BEGIN Reading text
Using Unsöld’s theorem [29], a special case of the spherical harmonic addition theorem (2.23), and the orthonormality of the spherical harmonics, we simplify (6.22) to

$$\begin{aligned} \text {iSNR}_{\text {w}}(k)&= \frac{ \sum _{l=0}^{\infty } \sum _{m=-l}^l \left| {\sqrt{P_{\text {pw}}(k)}} b_l(k) Y_{lm}^*(\varOmega _{\text {s}}) \right| ^2}{4 \pi \sigma _{v}^2(k)} \end{aligned}$$
(6.23a)
$$\begin{aligned}&= \frac{{P_{\text {pw}}(k)} \sum _{l=0}^{\infty } \left| b_l(k)\right| ^2 (2l+1)}{(4 \pi )^2 \sigma _{v}^2(k)}. \end{aligned}$$
(6.23b)

The input SNR is therefore a function of the plane wave power \(P_{\text {pw}}(k)\), the array properties, via the mode strength \(b_l(k)\), and the noise power \(\sigma _{v}^2(k)\).

The output SNR is given by

$$\begin{aligned} \text {oSNR}_{\text {w}}(k)&= \frac{\left| \sum _{l=0}^{L} \sum _{m=-l}^l W_{lm}^{*}(k) X_{lm}(k) \right| ^2}{\text {E} \left\{ \left| \sum _{l=0}^{L} \sum _{m=-l}^l W_{lm}^{*}(k) V_{lm}(k) \right| ^2 \right\} }. \end{aligned}$$
(6.24)

Applying the distortionless constraint (6.5), this reduces to

$$\begin{aligned} \text {oSNR}_{\text {w}}(k)&= \frac{{P_{\text {pw}}(k)}}{\text {E} \left\{ \left| \sum _{l=0}^{L} \sum _{m=-l}^l W_{lm}^{*}(k) V_{lm}(k) \right| ^2 \right\} }. \end{aligned}$$
(6.25)

With Q microphones uniformly distributed on the sphere, the cross power spectral density of the noise is given by [31, Eq. 7.31]

$$\begin{aligned} \text {E} \left\{ V_{lm}(k) V^{*}_{l'm'}(k) \right\} = \sigma _{v}^2(k) \frac{4 \pi }{Q} \delta _{l,l'} \delta _{m,m'}, \end{aligned}$$
(6.26)

where \(\delta \) denotes the Kronecker delta, and \(\text {oSNR}\) simplifies to

$$\begin{aligned} \text {oSNR}_{\text {w}}(k)&= {P_{\text {pw}}(k)} \left( \frac{4 \pi }{Q} \sigma _{v}^2(k) \sum _{l=0}^{L} \sum _{m=-l}^l \left| W_{lm}^{*}(k)\right| ^2\right) ^{-1}. \end{aligned}$$
(6.27)

The output SNR is a function of the beamformer weights \(W_{lm}(k)\), the plane wave power \(P_{\text {pw}}(k)\), the noise power \(\sigma _{v}^2(k)\), and the beamformer order L. The beamformer order can be increased by adding microphones, as discussed in Sect. 3.4.

Finally, the WNG can be expressed as

$$\begin{aligned} \text {WNG}(k)&= \frac{\text {oSNR}_{\text {w}}(k)}{\text {iSNR}_{\text {w}}(k)} \end{aligned}$$
(6.28a)
$$\begin{aligned}&= \frac{ 4 \pi Q}{\left| \left| \mathbf {w}(k) \right| \right| ^2 \sum _{l=0}^{\infty } \left| b_l(k)\right| ^2 (2l+1)}. \end{aligned}$$
(6.28b)
END Reading text
BEGIN Given data
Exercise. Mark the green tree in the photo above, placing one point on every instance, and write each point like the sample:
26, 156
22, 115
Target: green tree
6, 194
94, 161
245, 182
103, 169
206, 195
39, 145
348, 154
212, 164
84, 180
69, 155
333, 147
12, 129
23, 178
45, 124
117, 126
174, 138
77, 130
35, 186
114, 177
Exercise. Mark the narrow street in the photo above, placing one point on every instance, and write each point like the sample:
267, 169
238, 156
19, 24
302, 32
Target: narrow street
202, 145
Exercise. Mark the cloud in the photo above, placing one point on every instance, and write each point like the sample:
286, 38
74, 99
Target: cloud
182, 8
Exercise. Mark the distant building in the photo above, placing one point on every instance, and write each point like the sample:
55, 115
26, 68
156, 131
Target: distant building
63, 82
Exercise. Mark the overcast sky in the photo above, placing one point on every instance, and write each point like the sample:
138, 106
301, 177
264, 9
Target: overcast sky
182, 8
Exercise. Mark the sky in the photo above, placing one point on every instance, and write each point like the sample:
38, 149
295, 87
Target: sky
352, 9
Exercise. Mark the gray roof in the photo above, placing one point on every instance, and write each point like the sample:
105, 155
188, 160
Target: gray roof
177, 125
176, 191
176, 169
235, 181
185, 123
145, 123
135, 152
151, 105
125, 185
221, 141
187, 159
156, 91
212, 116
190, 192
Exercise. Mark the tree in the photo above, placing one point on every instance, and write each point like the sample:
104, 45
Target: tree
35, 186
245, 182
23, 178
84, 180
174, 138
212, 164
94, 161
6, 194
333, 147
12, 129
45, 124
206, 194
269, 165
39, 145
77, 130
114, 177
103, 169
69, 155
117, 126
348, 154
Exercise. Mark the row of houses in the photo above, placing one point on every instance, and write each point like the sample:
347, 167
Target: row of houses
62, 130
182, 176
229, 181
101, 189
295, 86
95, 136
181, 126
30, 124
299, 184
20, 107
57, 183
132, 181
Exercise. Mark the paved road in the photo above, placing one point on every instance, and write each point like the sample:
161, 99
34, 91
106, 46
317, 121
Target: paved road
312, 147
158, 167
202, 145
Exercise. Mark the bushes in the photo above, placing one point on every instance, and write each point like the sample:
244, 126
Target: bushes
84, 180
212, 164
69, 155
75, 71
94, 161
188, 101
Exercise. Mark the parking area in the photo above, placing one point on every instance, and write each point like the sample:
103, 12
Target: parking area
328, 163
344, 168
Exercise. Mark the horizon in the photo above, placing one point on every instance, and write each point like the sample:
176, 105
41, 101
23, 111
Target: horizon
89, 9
END Given data
**Problems to solve**
- a) Copy the records word for word, from the line containing "Exercise. Mark the row" through the last line of the records, including both.
- b) Pick up the passage on noise and signal-to-noise ratio in spherical microphone array beamforming where it stops, and keep writing.
The reading text and the records have nothing to do with each other.

**Expected outputs**
- a)
Exercise. Mark the row of houses in the photo above, placing one point on every instance, and write each point like the sample:
347, 167
Target: row of houses
62, 130
182, 176
229, 181
101, 189
295, 86
95, 136
181, 126
30, 124
299, 184
20, 107
57, 183
132, 181
Exercise. Mark the paved road in the photo above, placing one point on every instance, and write each point like the sample:
161, 99
34, 91
106, 46
317, 121
Target: paved road
312, 147
158, 167
202, 145
Exercise. Mark the bushes in the photo above, placing one point on every instance, and write each point like the sample:
244, 126
Target: bushes
84, 180
212, 164
69, 155
75, 71
94, 161
188, 101
Exercise. Mark the parking area in the photo above, placing one point on every instance, and write each point like the sample:
103, 12
Target: parking area
328, 163
344, 168
Exercise. Mark the horizon in the photo above, placing one point on every instance, and write each point like the sample:
176, 105
41, 101
23, 111
Target: horizon
89, 9

- b)
The WNG is a function of the beamformer weights \(W_{lm}(k)\), array order L and the array properties. As expected, it is also an increasing function of the number of microphones Q. In the case of an open sphere, \(b_l(k) = i^l j_l(kr)\), and since \(\sum _{l=0}^{\infty } \left| j_l(kr)\right| ^2 (2l+1) = 1\) [2, 13], the WNG is given by the simple expression

$$\begin{aligned} \text {WNG}(k)&= \frac{ 4 \pi Q}{\left| \left| \mathbf {w}(k) \right| \right| ^2}. \end{aligned}$$
(6.29)
Fig. 6.2
figure 2

Illustrative example of the magnitude of a spatial response \(\mathcal {B}(k,\varTheta )\) as a function of the angle \(\varTheta \) between the steering direction and DOA

6.2.4 Spatial Response

The output of the beamformer in the presence of a single unit amplitude plane wave originating from a DOA \(\varOmega \) is given by

$$\begin{aligned} \mathcal {B}(k,\varOmega ) = \mathbf {w}^{\text {H}}(k) \mathbf {B}(k) \mathbf {y}^{*}(\varOmega ), \end{aligned}$$
(6.30)

and is known as the spatial response of the beamformer. The square magnitude of the spatial response \(\mathcal {B}(k,\varOmega )\) is referred to as the beam pattern [4].Footnote 5 The beam pattern describes the beamformer’s ability to select signals originating from a direction of interest, while suppressing signals that do not. Beam patterns typically exhibit multiple peaks or lobes; the largest lobe, in the direction of interest, is referred to as the main lobe, while the other lobes are referred to as sidelobes. Due to the effects of spatial aliasing, some sidelobes may have an amplitude equal to that of the main lobe, and they are then referred to as grating lobes [27].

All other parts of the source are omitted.